Tarefa
Substitua "revistas generalistas" por "publicações de grande circulação" no trecho do texto fornecido que começa em "O trabalho apresenta" e termina após "da mulher brasileira.", e transcreva esse trecho já com a alteração.

Texto fornecido
========================================================================

Sandra Leandro – Universidade de Évora

Capas: ilustres mulheres artistas ilustram / primeiras décadas do séc. XX em Portugal

 

Marginal ao domínio das Belas-Artes e geralmente observado na época como “coisa menor”, a Ilustração serviu com frequência quer para mulheres artistas, quer para homens, como fonte de rendimento certo, ou complementar, à Pintura ou Escultura de que sempre foi difícil viver em exclusividade. Certo é também que Portugal tem vivido épocas de ouro no domínio da Ilustração, como nas primeiras duas/três décadas do século XX. De resto, estamos actualmente num outro momento de excepção considerando a qualidade dos(as) ilustradores(as), sendo esta actividade cada vez mais apreciada e valorizada. Nem sempre foi assim. Pretende-se com esta comunicação resgatar do esquecimento diversos trabalhos, procurando uma genealogia para o espantoso tempo que vivemos nesta área. Iremos deter-nos especificamente nas capas concebidas por algumas artistas como Raquel Roque Gameiro (1889-1970), Alice Rey Colaço (1893-1978), Sarah Affonso (1899-1983), Maria Adelaide Lima Cruz (1908-1985), Guida Ottolini (1915-1992), entre outras. Que livros terão elas ilustrado?

************

 

Simone Formiga - Centro de Estudos Interculturais (CEI) do Instituto Superior de Contabilidade e Administração do Porto (ISCAP

Características de brasilidade e suas marginalidades

 

O trabalho apresenta resultados da tese intitulada As representações nas vossas cabeças: sobre o estereótipo da mulher brasileira que habita o imaginário português. São analisadas imagens de atrizes/celebridades brasileiras retiradas de revistas generalistas portuguesas e verifica uma possível hipersexualização da mulher brasileira.

Partiu-se da hipótese, que foi confirmada, de que as representações midiáticas do estereótipo da mulher brasileira servem como um mecanismo simbólico de contraste perante uma virtude atribuída à mulher portuguesa.

Utiliza-se o conceito de Lippmann, “Na maior parte dos casos nós não vemos em primeiro lugar, para então definir, nós definimos primeiro e então vemos. (...) tendemos a perceber aquilo que captamos na forma estereotipada para nós por nossa cultura” (2008).

Luciana Pontes acrescenta o conceito de estereótipo da mulher brasileira que habita o imaginário português e trata da exotização das mulheres imigrantes brasileiras em Lisboa. Segundo a autora, a imagem da mulher brasileira acaba por ser constituída por atributos de “brasilidade”, que estão relacionados com a etnicidade e a morenidade. (2004).

========================================================================

Registos de um conjunto de dados
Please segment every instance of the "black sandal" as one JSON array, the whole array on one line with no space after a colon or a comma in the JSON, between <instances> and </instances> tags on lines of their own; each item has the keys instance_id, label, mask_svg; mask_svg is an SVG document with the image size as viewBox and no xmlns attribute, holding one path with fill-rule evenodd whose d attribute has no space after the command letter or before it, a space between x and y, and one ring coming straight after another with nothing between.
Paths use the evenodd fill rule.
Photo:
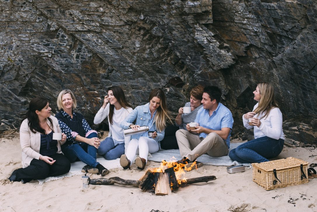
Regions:
<instances>
[{"instance_id":1,"label":"black sandal","mask_svg":"<svg viewBox=\"0 0 317 212\"><path fill-rule=\"evenodd\" d=\"M307 169L307 171L308 172L308 178L309 179L314 179L314 178L317 178L317 172L316 170L313 168L310 168Z\"/></svg>"}]
</instances>

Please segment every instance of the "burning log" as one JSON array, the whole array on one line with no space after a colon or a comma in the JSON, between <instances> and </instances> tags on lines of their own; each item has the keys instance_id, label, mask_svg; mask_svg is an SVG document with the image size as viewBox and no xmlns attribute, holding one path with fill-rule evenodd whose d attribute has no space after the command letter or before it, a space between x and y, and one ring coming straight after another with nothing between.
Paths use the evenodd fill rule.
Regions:
<instances>
[{"instance_id":1,"label":"burning log","mask_svg":"<svg viewBox=\"0 0 317 212\"><path fill-rule=\"evenodd\" d=\"M89 184L92 185L112 185L114 183L122 185L129 185L138 187L146 192L155 191L156 195L166 195L171 193L171 191L177 190L180 185L187 185L197 183L207 183L214 180L214 176L205 176L189 179L181 177L184 173L184 165L175 162L163 161L158 168L148 169L144 175L139 180L124 180L118 177L108 179L103 178L93 179ZM191 166L191 170L192 167ZM188 167L187 167L188 168Z\"/></svg>"},{"instance_id":2,"label":"burning log","mask_svg":"<svg viewBox=\"0 0 317 212\"><path fill-rule=\"evenodd\" d=\"M171 194L170 174L165 172L155 172L154 174L155 195L165 195Z\"/></svg>"},{"instance_id":3,"label":"burning log","mask_svg":"<svg viewBox=\"0 0 317 212\"><path fill-rule=\"evenodd\" d=\"M178 188L178 184L177 182L176 176L175 175L175 172L174 171L173 168L171 167L167 169L164 170L164 172L169 173L170 174L170 184L171 184L172 190L173 191L177 190Z\"/></svg>"},{"instance_id":4,"label":"burning log","mask_svg":"<svg viewBox=\"0 0 317 212\"><path fill-rule=\"evenodd\" d=\"M201 183L205 182L207 183L211 180L215 180L217 178L214 176L205 176L199 177L190 178L186 180L186 182L182 181L179 185L187 185L193 183ZM145 191L151 191L152 190L152 187L154 184L154 181L153 181L153 184L151 184L151 189L148 189L148 187L141 186L144 184L144 182L139 180L124 180L118 177L110 177L109 178L101 177L98 179L92 179L90 180L89 183L91 185L112 185L114 183L121 185L129 185L135 187L139 187ZM144 188L143 189L142 187Z\"/></svg>"},{"instance_id":5,"label":"burning log","mask_svg":"<svg viewBox=\"0 0 317 212\"><path fill-rule=\"evenodd\" d=\"M122 185L130 185L138 187L140 182L139 180L124 180L118 177L110 178L101 177L90 180L89 183L92 185L113 185L114 183Z\"/></svg>"}]
</instances>

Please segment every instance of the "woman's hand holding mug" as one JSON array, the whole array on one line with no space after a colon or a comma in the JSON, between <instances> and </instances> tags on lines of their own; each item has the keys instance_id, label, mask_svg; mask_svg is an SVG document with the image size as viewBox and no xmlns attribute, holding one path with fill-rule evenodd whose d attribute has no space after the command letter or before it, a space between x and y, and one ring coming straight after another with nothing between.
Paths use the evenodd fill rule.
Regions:
<instances>
[{"instance_id":1,"label":"woman's hand holding mug","mask_svg":"<svg viewBox=\"0 0 317 212\"><path fill-rule=\"evenodd\" d=\"M253 118L256 114L256 113L254 112L249 112L243 115L243 116L246 119L250 119Z\"/></svg>"}]
</instances>

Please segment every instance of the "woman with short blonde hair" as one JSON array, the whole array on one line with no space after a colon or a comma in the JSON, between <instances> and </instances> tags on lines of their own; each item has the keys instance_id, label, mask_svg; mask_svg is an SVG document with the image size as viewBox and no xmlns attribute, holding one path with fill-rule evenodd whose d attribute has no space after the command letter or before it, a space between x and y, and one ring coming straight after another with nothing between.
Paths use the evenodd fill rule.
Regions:
<instances>
[{"instance_id":1,"label":"woman with short blonde hair","mask_svg":"<svg viewBox=\"0 0 317 212\"><path fill-rule=\"evenodd\" d=\"M176 126L169 126L165 129L164 139L161 141L161 147L162 149L169 150L178 148L175 135L176 131L181 129L187 130L186 125L195 121L198 111L203 106L201 102L203 99L203 93L204 86L201 85L195 86L191 90L189 102L186 103L184 106L184 107L190 107L191 112L184 113L184 107L180 107L178 109L178 114L175 119Z\"/></svg>"},{"instance_id":2,"label":"woman with short blonde hair","mask_svg":"<svg viewBox=\"0 0 317 212\"><path fill-rule=\"evenodd\" d=\"M230 158L239 163L268 161L281 153L284 145L282 113L275 102L273 87L261 82L253 93L254 100L258 102L252 112L243 116L242 120L246 128L253 128L255 139L229 153Z\"/></svg>"},{"instance_id":3,"label":"woman with short blonde hair","mask_svg":"<svg viewBox=\"0 0 317 212\"><path fill-rule=\"evenodd\" d=\"M71 163L79 159L87 164L82 172L102 176L109 173L96 160L97 149L100 145L97 132L92 129L81 114L74 111L77 104L74 93L69 90L62 91L57 104L60 110L55 117L67 137L66 142L61 146L64 155Z\"/></svg>"}]
</instances>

========================================================================

Resposta ao exercício
O trabalho apresenta resultados da tese intitulada As representações nas vossas cabeças: sobre o estereótipo da mulher brasileira que habita o imaginário português. São analisadas imagens de atrizes/celebridades brasileiras retiradas de publicações de grande circulação portuguesas e verifica uma possível hipersexualização da mulher brasileira.